* START *

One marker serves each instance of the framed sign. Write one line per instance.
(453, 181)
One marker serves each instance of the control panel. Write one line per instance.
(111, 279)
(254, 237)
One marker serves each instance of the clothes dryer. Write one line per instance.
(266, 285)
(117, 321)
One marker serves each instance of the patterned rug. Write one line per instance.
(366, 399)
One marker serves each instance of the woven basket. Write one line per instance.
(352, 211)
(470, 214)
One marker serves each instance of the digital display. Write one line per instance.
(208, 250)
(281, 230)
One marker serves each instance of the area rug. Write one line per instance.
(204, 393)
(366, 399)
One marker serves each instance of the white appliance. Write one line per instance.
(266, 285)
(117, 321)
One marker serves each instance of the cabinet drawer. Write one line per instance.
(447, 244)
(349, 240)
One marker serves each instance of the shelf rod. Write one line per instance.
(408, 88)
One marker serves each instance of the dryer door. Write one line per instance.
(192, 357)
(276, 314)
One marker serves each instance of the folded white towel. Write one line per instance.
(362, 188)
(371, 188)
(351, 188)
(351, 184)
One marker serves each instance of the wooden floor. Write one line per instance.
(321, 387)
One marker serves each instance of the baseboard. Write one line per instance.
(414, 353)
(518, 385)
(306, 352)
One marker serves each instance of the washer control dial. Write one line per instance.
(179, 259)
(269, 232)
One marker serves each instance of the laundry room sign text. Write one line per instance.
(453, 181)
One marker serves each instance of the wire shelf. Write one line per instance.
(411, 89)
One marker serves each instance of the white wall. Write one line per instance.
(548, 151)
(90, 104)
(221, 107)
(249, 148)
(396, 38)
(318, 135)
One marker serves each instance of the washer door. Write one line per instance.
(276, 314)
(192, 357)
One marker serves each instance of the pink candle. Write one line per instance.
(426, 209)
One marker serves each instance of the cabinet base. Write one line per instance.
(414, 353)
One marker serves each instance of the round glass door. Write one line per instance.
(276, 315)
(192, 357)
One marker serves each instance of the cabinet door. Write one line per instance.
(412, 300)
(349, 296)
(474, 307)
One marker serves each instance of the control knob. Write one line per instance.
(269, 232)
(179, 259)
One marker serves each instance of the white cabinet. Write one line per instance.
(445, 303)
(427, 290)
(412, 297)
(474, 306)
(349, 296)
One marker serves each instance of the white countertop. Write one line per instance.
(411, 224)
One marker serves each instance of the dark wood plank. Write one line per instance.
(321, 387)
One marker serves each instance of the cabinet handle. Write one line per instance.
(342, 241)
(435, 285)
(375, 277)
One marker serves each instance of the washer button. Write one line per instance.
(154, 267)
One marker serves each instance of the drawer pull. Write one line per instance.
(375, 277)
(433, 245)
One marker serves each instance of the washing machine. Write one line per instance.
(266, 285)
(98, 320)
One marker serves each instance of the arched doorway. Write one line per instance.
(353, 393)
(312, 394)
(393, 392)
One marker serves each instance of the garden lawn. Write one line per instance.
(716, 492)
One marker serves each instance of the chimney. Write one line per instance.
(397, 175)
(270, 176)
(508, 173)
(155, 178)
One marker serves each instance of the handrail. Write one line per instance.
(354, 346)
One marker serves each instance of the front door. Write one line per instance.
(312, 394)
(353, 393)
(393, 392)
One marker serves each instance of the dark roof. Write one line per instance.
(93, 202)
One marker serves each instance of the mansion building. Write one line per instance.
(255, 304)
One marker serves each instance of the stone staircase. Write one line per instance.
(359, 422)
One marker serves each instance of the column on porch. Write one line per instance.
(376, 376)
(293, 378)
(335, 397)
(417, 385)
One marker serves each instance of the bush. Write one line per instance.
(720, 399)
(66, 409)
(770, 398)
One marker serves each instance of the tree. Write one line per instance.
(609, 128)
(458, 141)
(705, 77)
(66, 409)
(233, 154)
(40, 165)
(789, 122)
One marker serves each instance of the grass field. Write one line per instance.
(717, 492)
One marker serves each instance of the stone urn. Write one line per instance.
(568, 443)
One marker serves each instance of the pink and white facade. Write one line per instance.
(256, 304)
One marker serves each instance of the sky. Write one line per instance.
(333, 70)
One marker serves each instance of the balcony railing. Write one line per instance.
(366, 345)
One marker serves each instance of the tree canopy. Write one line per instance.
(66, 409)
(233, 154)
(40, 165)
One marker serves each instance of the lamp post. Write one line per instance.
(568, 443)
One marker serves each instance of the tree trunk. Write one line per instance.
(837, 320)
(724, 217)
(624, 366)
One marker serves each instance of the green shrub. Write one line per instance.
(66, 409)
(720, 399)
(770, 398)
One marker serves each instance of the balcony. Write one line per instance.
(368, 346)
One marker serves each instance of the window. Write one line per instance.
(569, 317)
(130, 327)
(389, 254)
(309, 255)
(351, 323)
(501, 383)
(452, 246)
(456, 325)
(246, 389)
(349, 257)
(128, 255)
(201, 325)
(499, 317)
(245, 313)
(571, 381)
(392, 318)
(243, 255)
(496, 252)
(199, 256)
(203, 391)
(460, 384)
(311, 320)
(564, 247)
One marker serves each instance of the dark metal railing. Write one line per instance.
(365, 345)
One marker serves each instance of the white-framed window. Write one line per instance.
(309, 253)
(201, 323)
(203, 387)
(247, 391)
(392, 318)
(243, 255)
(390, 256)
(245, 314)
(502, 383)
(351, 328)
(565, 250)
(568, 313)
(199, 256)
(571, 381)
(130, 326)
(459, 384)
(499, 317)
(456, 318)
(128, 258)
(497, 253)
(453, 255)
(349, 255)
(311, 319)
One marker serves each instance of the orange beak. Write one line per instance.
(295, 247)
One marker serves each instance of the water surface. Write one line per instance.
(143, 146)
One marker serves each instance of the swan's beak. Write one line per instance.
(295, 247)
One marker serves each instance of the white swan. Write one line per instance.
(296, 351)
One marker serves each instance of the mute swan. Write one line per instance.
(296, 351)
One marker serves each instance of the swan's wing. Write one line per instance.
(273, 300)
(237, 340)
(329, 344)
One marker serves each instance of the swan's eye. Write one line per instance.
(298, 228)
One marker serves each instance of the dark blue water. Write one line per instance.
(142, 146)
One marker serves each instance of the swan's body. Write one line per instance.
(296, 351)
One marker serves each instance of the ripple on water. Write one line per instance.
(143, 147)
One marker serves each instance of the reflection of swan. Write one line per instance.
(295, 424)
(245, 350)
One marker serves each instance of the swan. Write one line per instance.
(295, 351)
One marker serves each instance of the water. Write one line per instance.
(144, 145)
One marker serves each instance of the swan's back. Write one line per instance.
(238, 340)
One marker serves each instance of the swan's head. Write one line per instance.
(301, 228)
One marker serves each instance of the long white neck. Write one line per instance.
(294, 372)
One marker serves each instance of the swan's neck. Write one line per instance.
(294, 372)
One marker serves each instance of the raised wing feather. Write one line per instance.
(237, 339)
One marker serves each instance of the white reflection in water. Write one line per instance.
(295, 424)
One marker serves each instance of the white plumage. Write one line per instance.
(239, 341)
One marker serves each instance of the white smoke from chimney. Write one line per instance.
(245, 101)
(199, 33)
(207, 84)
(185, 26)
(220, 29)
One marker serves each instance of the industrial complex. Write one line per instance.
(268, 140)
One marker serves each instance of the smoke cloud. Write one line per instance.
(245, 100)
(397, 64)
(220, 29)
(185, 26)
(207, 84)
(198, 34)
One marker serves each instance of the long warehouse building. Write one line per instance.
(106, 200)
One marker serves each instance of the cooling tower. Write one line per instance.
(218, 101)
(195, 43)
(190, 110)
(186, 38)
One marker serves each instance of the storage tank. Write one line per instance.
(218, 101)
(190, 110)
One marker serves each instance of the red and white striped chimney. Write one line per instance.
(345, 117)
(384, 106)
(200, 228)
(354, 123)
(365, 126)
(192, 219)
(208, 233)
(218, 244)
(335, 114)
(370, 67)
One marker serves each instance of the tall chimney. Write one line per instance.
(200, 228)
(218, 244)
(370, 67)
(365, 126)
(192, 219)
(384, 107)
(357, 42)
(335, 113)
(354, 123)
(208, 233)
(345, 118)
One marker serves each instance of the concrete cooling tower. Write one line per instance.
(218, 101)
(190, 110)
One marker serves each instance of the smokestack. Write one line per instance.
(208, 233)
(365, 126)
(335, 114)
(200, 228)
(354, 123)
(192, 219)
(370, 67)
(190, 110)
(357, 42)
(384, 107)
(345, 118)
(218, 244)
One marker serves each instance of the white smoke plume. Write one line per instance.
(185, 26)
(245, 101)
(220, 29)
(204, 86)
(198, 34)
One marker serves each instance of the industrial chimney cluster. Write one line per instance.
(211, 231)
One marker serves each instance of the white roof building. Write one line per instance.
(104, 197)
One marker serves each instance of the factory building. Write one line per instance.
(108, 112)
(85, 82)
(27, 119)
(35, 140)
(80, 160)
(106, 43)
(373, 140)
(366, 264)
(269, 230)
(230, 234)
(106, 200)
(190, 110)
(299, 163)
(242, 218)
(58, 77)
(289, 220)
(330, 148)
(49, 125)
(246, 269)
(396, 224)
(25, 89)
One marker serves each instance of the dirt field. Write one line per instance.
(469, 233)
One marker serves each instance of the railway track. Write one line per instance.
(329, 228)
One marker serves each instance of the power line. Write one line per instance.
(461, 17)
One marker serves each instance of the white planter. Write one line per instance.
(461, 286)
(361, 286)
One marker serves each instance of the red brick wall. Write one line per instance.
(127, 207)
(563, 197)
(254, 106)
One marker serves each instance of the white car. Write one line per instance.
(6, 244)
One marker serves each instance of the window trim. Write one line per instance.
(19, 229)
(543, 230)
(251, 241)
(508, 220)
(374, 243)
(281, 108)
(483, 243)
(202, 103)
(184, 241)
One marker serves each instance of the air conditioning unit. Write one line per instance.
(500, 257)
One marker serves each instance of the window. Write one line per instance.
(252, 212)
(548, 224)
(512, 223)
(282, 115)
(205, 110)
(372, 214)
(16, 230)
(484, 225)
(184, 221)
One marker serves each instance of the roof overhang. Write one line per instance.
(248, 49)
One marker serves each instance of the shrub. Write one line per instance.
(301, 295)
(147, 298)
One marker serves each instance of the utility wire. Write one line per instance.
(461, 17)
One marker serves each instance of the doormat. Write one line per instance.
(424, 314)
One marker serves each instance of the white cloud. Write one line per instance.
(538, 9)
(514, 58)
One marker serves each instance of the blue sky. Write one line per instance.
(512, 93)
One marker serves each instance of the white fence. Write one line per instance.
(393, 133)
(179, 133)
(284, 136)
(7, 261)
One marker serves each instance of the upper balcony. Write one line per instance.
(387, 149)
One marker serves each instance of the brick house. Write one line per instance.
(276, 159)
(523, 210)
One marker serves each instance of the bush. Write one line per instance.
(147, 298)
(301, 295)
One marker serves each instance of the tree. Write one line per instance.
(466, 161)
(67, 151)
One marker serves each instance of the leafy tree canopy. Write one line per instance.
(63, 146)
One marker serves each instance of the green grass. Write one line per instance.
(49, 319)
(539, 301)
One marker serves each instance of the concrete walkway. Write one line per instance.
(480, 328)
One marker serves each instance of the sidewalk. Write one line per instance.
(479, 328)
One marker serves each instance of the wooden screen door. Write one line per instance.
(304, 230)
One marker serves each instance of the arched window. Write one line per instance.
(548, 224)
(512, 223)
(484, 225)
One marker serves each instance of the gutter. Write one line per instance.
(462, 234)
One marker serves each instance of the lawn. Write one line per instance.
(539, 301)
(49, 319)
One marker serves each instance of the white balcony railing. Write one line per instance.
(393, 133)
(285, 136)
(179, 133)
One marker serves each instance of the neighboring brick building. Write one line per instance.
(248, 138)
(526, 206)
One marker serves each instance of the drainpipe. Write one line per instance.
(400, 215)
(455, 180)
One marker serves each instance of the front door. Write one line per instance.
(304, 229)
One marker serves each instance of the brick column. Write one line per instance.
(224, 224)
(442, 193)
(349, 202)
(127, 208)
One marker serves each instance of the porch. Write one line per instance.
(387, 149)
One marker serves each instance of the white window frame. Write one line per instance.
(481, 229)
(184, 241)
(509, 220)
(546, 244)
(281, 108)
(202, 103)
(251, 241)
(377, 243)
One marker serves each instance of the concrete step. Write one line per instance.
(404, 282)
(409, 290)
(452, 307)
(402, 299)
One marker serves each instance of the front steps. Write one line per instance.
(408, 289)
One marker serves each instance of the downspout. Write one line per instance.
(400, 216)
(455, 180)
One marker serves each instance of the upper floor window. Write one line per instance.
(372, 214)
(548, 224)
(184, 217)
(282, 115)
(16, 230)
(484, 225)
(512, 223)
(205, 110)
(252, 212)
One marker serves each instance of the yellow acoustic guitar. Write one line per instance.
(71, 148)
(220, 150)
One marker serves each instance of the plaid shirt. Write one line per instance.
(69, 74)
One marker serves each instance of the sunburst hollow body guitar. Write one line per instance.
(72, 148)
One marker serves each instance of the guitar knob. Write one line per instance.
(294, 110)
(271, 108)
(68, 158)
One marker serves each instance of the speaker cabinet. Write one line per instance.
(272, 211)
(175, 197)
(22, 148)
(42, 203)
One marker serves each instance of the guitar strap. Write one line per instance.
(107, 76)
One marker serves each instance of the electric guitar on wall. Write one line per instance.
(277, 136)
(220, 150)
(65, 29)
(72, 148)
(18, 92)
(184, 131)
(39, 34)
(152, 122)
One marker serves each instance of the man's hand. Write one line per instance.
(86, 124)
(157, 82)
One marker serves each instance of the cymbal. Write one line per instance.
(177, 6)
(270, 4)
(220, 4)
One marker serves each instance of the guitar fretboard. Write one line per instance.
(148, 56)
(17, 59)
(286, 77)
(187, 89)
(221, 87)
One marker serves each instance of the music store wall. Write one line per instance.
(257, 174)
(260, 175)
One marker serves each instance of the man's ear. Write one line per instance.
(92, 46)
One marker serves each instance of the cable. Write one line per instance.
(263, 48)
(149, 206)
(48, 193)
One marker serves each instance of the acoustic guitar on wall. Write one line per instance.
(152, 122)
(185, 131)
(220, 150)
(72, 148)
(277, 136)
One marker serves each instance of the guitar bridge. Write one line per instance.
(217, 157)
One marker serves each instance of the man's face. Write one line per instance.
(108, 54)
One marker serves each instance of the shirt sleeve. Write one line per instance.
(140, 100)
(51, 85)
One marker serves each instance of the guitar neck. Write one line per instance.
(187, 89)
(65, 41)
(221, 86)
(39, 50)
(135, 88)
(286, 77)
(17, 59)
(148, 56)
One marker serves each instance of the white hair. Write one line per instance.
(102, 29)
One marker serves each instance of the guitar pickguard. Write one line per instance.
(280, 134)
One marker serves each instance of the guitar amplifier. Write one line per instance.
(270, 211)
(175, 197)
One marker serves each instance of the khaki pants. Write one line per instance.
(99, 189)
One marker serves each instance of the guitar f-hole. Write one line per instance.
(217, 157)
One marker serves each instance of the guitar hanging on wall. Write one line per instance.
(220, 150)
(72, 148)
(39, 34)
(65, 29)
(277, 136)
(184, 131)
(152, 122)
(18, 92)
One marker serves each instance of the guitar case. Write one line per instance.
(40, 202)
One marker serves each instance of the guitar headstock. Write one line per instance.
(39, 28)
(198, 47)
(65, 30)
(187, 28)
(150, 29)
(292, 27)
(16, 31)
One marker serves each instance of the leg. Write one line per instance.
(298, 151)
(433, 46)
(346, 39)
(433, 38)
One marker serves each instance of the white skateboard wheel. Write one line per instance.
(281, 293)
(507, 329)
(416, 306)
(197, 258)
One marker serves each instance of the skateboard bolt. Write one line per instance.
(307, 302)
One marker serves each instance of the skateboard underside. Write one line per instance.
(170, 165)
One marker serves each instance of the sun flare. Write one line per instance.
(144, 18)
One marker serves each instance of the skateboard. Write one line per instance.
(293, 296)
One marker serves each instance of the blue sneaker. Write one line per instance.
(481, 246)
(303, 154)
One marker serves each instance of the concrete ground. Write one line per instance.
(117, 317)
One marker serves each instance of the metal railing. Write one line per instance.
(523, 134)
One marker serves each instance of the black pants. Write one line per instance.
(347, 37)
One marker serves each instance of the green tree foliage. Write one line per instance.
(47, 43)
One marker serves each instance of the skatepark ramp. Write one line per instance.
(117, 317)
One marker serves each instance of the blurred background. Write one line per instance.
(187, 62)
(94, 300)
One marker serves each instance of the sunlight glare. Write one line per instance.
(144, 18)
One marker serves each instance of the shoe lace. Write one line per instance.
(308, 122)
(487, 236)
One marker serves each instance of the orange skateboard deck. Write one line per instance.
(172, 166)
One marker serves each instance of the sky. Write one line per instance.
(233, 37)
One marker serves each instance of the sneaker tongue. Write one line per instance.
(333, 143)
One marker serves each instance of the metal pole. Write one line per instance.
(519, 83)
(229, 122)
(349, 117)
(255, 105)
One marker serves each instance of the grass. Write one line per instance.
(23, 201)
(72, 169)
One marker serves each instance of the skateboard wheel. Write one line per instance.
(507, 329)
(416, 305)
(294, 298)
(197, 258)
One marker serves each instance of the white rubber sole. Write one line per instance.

* END *

Task details:
Write out, word for word, the line containing "One marker serves each instance of the sun flare." and every line after it to the end of the data above.

Solution for this problem:
One marker serves each instance of the sun flare. Write one line per instance.
(144, 18)
One marker serves each instance of the skateboard. Write one line per instance.
(293, 296)
One marker serves each instance of the blue sneaker. Write one line per instance.
(481, 246)
(303, 154)
One marker serves each instance of the concrete ground. Write one line per instance.
(117, 317)
One marker serves each instance of the metal railing. Write one line per instance.
(523, 134)
One marker serves each instance of the black pants. Write one line per instance.
(347, 37)
One marker serves each instance of the green tree foliage. Write one line per instance.
(47, 43)
One marker serves each instance of the skatepark ramp. Write one line per instance.
(117, 317)
One marker serves each instance of the blurred background. Write one line per instance.
(187, 62)
(94, 300)
One marker serves each instance of the sunlight glare. Write one line per instance.
(144, 18)
One marker serves each instance of the shoe lace. Write one line per instance.
(308, 122)
(487, 236)
One marker serves each instance of the orange skateboard deck. Write one line per instance.
(172, 166)
One marker serves each instance of the sky. Write one line per instance.
(233, 37)
One marker serves each instance of the sneaker tongue. Write one line per instance.
(333, 143)
One marker serves each instance of the metal pole. Write one line per instance.
(519, 83)
(229, 122)
(349, 117)
(255, 105)
One marker serves each instance of the grass. Write one line per instance.
(23, 201)
(72, 169)
One marker serves each instance of the skateboard wheel. Write one line per instance.
(507, 329)
(416, 305)
(294, 298)
(197, 258)
One marker serves each instance of the white rubber sole. Write one line per instance.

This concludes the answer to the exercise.